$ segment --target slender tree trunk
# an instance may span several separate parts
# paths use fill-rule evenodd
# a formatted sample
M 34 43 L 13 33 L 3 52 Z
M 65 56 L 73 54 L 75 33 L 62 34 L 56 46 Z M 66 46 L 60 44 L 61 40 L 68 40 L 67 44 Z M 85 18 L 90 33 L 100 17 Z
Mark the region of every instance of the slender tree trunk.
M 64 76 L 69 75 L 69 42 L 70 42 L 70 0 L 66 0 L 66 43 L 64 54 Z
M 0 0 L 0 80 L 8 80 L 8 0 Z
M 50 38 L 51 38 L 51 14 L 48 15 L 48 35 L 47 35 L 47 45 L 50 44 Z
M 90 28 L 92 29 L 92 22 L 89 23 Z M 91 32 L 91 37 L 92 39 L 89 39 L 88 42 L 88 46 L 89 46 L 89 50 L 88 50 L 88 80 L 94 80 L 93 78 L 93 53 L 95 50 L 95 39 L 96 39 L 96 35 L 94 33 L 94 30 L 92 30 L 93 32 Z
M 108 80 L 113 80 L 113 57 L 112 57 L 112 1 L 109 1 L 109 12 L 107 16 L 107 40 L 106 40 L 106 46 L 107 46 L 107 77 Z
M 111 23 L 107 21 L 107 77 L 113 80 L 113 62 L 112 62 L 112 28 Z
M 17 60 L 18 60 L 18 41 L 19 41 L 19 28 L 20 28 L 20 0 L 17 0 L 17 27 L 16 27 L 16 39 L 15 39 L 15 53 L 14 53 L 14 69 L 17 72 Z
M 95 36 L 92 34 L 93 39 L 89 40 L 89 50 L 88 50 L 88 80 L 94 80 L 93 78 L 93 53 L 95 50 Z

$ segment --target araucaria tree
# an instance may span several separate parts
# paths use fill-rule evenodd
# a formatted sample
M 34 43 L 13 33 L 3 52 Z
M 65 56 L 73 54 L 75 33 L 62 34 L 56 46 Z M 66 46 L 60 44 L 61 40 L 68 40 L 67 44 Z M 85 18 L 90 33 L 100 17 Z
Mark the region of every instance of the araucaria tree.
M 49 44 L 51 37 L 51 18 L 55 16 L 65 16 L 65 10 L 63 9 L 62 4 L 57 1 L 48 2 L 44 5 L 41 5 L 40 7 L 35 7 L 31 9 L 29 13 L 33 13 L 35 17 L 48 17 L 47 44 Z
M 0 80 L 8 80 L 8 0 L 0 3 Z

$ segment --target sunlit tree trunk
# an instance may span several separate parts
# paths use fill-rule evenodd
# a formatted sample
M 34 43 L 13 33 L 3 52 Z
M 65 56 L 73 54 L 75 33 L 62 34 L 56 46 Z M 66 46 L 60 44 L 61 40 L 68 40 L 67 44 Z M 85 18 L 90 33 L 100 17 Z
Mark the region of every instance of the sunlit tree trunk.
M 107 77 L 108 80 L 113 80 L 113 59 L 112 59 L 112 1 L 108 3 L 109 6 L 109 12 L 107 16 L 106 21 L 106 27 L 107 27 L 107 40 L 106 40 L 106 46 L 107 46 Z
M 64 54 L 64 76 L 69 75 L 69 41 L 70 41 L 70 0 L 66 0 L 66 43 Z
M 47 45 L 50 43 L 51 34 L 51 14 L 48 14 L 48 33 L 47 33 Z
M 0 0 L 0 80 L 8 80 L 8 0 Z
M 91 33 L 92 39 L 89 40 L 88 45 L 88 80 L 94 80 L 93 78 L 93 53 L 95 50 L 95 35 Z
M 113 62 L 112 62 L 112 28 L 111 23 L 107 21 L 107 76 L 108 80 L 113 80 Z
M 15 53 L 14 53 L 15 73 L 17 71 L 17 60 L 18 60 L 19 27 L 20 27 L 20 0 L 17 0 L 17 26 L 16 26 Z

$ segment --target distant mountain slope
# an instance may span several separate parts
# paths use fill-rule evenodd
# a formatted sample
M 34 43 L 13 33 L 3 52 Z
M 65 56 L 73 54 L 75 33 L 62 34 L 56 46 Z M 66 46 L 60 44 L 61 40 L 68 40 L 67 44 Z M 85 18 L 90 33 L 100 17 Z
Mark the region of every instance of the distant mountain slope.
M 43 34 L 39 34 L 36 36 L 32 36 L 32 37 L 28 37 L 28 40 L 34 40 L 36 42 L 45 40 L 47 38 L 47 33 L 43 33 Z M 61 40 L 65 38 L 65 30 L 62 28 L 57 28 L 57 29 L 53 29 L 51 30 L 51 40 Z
★ ★ ★
▸ WHAT THE TASK REQUIRES:
Please change every "Mark" to "Outline" in all the records above, and give the records again with nothing else altered.

▸ FINAL ANSWER:
$ segment --target slender tree trunk
# an instance may span several separate parts
# paths use fill-rule evenodd
# a formatted sample
M 34 43 L 13 33 L 3 52 Z
M 65 56 L 73 54 L 75 33 L 62 34 L 56 46 Z M 66 46 L 60 44 L 61 40 L 68 40 L 67 44 Z M 85 18 L 90 33 L 100 17 Z
Outline the region of every instance of the slender tree trunk.
M 64 76 L 69 75 L 69 42 L 70 42 L 70 0 L 66 0 L 66 43 L 64 54 Z
M 0 0 L 0 80 L 8 80 L 8 0 Z
M 50 38 L 51 38 L 51 14 L 48 15 L 48 35 L 47 35 L 47 45 L 50 44 Z
M 90 28 L 92 29 L 92 22 L 89 23 Z M 91 32 L 91 37 L 92 39 L 89 39 L 88 42 L 88 46 L 89 46 L 89 50 L 88 50 L 88 80 L 94 80 L 93 78 L 93 53 L 95 50 L 95 39 L 96 39 L 96 35 L 94 33 L 94 30 L 92 30 L 93 32 Z
M 108 80 L 113 80 L 113 57 L 112 57 L 112 1 L 109 1 L 109 12 L 107 16 L 107 40 L 106 40 L 106 46 L 107 46 L 107 77 Z
M 111 23 L 107 21 L 107 77 L 113 80 L 113 62 L 112 62 L 112 28 Z
M 17 60 L 18 60 L 18 41 L 19 41 L 19 28 L 20 28 L 20 0 L 17 0 L 17 27 L 16 27 L 16 39 L 15 39 L 15 53 L 14 53 L 14 69 L 17 72 Z
M 95 36 L 92 34 L 93 39 L 89 40 L 89 50 L 88 50 L 88 80 L 94 80 L 93 78 L 93 53 L 95 50 Z

$ segment --target araucaria tree
# an instance may span several separate parts
# paths use fill-rule evenodd
# a formatted sample
M 34 43 L 13 33 L 3 52 Z
M 65 56 L 73 54 L 75 33 L 62 34 L 56 46 Z M 66 46 L 60 44 L 61 40 L 68 40 L 67 44 Z M 85 18 L 90 33 L 100 17 Z
Outline the region of every instance of the araucaria tree.
M 49 44 L 51 37 L 51 18 L 55 16 L 65 16 L 65 10 L 63 9 L 62 4 L 57 1 L 48 2 L 44 5 L 41 5 L 40 7 L 35 7 L 31 9 L 29 13 L 33 13 L 35 17 L 48 17 L 47 44 Z
M 0 80 L 8 80 L 8 0 L 0 3 Z

$ segment --target sunlit tree trunk
# an instance may span several separate parts
# paths use fill-rule evenodd
# a formatted sample
M 34 43 L 13 33 L 3 52 Z
M 65 56 L 73 54 L 75 33 L 62 34 L 56 46 Z M 66 46 L 60 44 L 61 40 L 68 40 L 67 44 Z M 85 18 L 90 33 L 100 17 Z
Outline the region of every instance of the sunlit tree trunk.
M 107 77 L 108 80 L 113 80 L 113 59 L 112 59 L 112 1 L 108 3 L 109 6 L 109 12 L 107 16 L 106 21 L 106 27 L 107 27 L 107 40 L 106 40 L 106 46 L 107 46 Z
M 64 54 L 64 76 L 69 75 L 69 41 L 70 41 L 70 0 L 66 0 L 66 43 Z
M 47 45 L 50 43 L 51 34 L 51 14 L 48 14 L 48 33 L 47 33 Z
M 0 0 L 0 80 L 8 80 L 8 0 Z
M 91 33 L 92 39 L 89 40 L 88 45 L 88 80 L 94 80 L 93 78 L 93 53 L 95 50 L 95 35 Z
M 113 62 L 112 62 L 112 28 L 111 23 L 107 21 L 107 76 L 108 80 L 113 80 Z
M 15 53 L 14 53 L 15 73 L 17 71 L 17 60 L 18 60 L 19 27 L 20 27 L 20 0 L 17 0 L 17 26 L 16 26 Z

$ segment --target distant mountain slope
# an instance may span several separate parts
# paths use fill-rule evenodd
# a formatted sample
M 34 43 L 13 33 L 3 52 Z
M 65 56 L 73 54 L 75 33 L 62 34 L 56 46 Z M 66 46 L 60 44 L 61 40 L 68 40 L 67 44 Z M 85 18 L 90 33 L 100 17 Z
Outline the region of every instance of the distant mountain slope.
M 43 34 L 39 34 L 36 36 L 32 36 L 32 37 L 28 37 L 28 40 L 34 40 L 36 42 L 45 40 L 47 38 L 47 33 L 43 33 Z M 61 40 L 65 38 L 65 30 L 62 28 L 57 28 L 57 29 L 53 29 L 51 30 L 51 40 Z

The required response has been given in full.